-- START OF MATERIAL SUPPLIED --

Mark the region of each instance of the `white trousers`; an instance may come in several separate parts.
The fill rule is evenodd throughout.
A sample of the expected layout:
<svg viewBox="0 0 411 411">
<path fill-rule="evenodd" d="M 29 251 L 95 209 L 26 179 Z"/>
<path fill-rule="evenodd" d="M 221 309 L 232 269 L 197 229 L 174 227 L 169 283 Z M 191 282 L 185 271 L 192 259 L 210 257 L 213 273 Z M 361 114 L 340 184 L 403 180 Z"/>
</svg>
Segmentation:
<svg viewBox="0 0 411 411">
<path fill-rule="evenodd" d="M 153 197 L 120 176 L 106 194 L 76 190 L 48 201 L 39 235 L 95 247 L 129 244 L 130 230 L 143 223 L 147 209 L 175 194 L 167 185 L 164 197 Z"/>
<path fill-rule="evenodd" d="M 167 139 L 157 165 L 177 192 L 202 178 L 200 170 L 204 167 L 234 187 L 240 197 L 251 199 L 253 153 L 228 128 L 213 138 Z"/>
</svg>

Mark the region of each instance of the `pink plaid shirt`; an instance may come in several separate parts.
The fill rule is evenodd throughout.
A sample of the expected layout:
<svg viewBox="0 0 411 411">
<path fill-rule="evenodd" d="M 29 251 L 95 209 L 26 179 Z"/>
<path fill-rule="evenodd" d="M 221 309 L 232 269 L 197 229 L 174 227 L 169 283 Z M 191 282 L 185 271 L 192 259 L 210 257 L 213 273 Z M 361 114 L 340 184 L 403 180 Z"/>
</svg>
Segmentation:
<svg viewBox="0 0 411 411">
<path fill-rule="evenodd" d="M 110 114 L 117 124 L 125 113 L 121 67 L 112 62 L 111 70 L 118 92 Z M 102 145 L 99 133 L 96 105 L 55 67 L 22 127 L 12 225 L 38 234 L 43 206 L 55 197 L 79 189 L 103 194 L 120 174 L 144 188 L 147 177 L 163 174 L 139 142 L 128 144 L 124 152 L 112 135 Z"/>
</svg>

-- END OF MATERIAL SUPPLIED --

→ **TASK BRIEF**: Return every line of the listing above verbatim, from the first line through the last, with nothing altered, added, or omitted.

→ **EXPECTED ANSWER**:
Mark the region of each instance of the `white trousers`; an instance may come in several separate parts.
The fill rule is evenodd throughout.
A sample of the expected layout:
<svg viewBox="0 0 411 411">
<path fill-rule="evenodd" d="M 29 251 L 95 209 L 26 179 Z"/>
<path fill-rule="evenodd" d="M 221 309 L 232 269 L 197 229 L 174 227 L 169 283 Z M 191 282 L 185 271 L 192 259 L 210 257 L 213 273 Z M 361 114 L 340 184 L 403 180 Z"/>
</svg>
Segmentation:
<svg viewBox="0 0 411 411">
<path fill-rule="evenodd" d="M 153 197 L 120 176 L 106 194 L 76 190 L 48 201 L 39 235 L 95 247 L 129 244 L 130 230 L 143 223 L 147 209 L 175 194 L 167 185 L 164 197 Z"/>
<path fill-rule="evenodd" d="M 167 139 L 157 165 L 177 192 L 202 178 L 200 170 L 204 167 L 234 187 L 240 197 L 251 199 L 253 153 L 228 128 L 213 138 Z"/>
</svg>

Mark the region of each instance of the `pink plaid shirt`; an instance may come in several separate parts.
The fill rule is evenodd throughout.
A sample of the expected layout:
<svg viewBox="0 0 411 411">
<path fill-rule="evenodd" d="M 29 251 L 95 209 L 26 179 Z"/>
<path fill-rule="evenodd" d="M 221 309 L 232 269 L 197 229 L 174 227 L 169 283 Z M 191 282 L 185 271 L 192 259 L 210 257 L 213 273 Z M 361 114 L 340 184 L 403 180 Z"/>
</svg>
Segmentation:
<svg viewBox="0 0 411 411">
<path fill-rule="evenodd" d="M 110 114 L 117 124 L 125 113 L 121 67 L 112 62 L 111 70 L 118 92 Z M 102 145 L 99 133 L 96 105 L 55 67 L 22 127 L 12 225 L 38 234 L 43 206 L 55 197 L 79 189 L 103 194 L 120 174 L 144 188 L 147 177 L 163 174 L 139 142 L 128 144 L 124 152 L 112 135 Z"/>
</svg>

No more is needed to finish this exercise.